▸ **Excerpt provided**
"""

Farwana (فرونه), was a Palestinian village, located 4.5 km south of Bisan, depopulated in 1948.

==History and archaeology==
===Identification and periods of settlement===
The tell, or archaeological mound, of Tell es-Sarem (Arabic name) or Tel Rehov (Hebrew name) is located on the former village's lands. The tell, which stands about 800 metres southeast of the village site, has been identified with the ancient Canaanite and Israelite city of Rehov. It was one of the largest cities in the region during the Late Bronze Age (1550–1200 BCE) and Iron Age I-IIA (1200–900 BCE). During the Late Bronze Age, Egypt ruled over Canaan, and in this time period Rehov was mentioned in at least three sources dated between the 15th-13th century BCE, and again in the list of conquests of Pharaoh Shoshenq I, whose campaign took place around 925 BCE.

During the Byzantine period, a Jewish town that preserved the old name in the form of Rohob, stood one kilometre northwest of Tel Rehov, at Khirbet Farwana/Horbat Parva and was mentioned by Eusebius as being on the fourth mile from Scythopolis, modern-day Beit She'an/Bisan.

Identification of Tell es-Sarem/Tel Rehov with ancient Rehob was based on the preservation of the name at the nearby Islamic holy tomb of esh-Sheikh er-Rihab (one kilometre to the south of Tel Rehov), and the existence of the ruins of Byzantine-period Rohob one kilometre northwest of Tel Rehov. The name of the excavation site of Rohob is given as Khirbet Farwana (khirbet meaning "site of ruins" in Arabic) and Horbot Parva ("Parva Ruins" in Hebrew).

"""

▸ **Information shown**
"""

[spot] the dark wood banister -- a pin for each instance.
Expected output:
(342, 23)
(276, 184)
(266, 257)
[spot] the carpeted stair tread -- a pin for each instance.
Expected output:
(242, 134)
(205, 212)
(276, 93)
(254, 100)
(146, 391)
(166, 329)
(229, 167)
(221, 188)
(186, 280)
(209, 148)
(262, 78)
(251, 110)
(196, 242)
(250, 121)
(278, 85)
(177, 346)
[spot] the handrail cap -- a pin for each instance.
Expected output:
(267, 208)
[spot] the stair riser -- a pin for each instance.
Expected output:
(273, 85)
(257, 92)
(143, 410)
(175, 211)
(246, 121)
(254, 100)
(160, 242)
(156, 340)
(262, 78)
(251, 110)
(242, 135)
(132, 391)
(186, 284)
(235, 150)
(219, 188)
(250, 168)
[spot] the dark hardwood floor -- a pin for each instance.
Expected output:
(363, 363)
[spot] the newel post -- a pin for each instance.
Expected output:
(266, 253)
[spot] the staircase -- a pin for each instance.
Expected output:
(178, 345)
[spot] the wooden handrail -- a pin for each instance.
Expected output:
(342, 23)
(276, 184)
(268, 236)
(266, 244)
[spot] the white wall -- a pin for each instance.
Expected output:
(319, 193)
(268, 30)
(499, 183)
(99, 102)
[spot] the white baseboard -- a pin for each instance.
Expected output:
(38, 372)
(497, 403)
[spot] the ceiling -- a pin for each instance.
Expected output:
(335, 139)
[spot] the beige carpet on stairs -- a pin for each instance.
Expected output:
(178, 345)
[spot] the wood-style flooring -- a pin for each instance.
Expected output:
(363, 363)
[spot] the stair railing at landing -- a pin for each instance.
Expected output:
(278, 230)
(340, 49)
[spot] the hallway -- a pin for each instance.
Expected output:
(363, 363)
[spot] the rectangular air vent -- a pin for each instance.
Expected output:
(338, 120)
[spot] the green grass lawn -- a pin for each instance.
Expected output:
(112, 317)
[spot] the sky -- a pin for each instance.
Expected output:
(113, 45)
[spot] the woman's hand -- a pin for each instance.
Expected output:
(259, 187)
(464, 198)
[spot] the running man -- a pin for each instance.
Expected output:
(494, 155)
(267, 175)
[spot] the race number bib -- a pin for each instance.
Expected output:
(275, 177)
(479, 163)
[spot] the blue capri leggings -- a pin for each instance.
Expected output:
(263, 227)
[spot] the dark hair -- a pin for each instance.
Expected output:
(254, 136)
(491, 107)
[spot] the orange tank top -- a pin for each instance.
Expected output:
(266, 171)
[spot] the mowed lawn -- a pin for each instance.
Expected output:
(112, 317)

"""

▸ **Work order 1**
In the Farwana village excerpt, why was Tell es-Sarem/Tel Rehov identified with ancient Rehob? Answer in one to three sentences.
▸ **Work order 2**
Continue the history of the village of Farwana from its last sentence.

▸ **Answer 1**
The identification rested on two things. The old name survives at the nearby Islamic holy tomb of esh-Sheikh er-Rihab, one kilometer south of Tel Rehov. The ruins of Byzantine-period Rohob lie one kilometer northwest of the tell.

▸ **Answer 2**
Archaeological work at Farwana proper has also exposed pottery and other finds from the Iron Age, the Persian, Hellenistic, Roman, Byzantine, Early Islamic, Crusader, Mamluk and Ottoman periods.

===Byzantine period===
Remains of a Byzantine-period synagogue from the fourth to the seventh century CE were found at Tulul Farwana ("mounds of Farwana").

===Ottoman period===
In 1517, Farwana was incorporated into the Ottoman Empire with the rest of Palestine. In 1596, it appeared in Ottoman tax registers as Farina, being in the Nahiya of Gawr of the Liwa of Ajlun. It had a population of 80 households and 2 bachelors, all Muslim. The villagers paid taxes on wheat, barley, sesame, goats or beehives, and water buffaloes, in addition to "occasional revenues"; a total of 13,000 akçe.

In 1870 Victor Guérin noted that the place was strewn with black stones, apparently basaltic.

In 1882, the PEF's Survey of Western Palestine found at Tellul Farwana "small mounds, apparently artificial."

===British Mandate period===
In the 1922 census of Palestine, conducted in Mandatory Palestine authorities, Farwaneh had a population of 84 Muslims, increasing in the 1931 census to 286, still all Muslims, in 72 houses.

In the 1945 statistics, the population was 330 Muslims, with a total of 4,996 dunams of land. Of this, 42 dunams were for plantations or irrigable land, 3,847 for cereals, while 11 were built-up (urban) land.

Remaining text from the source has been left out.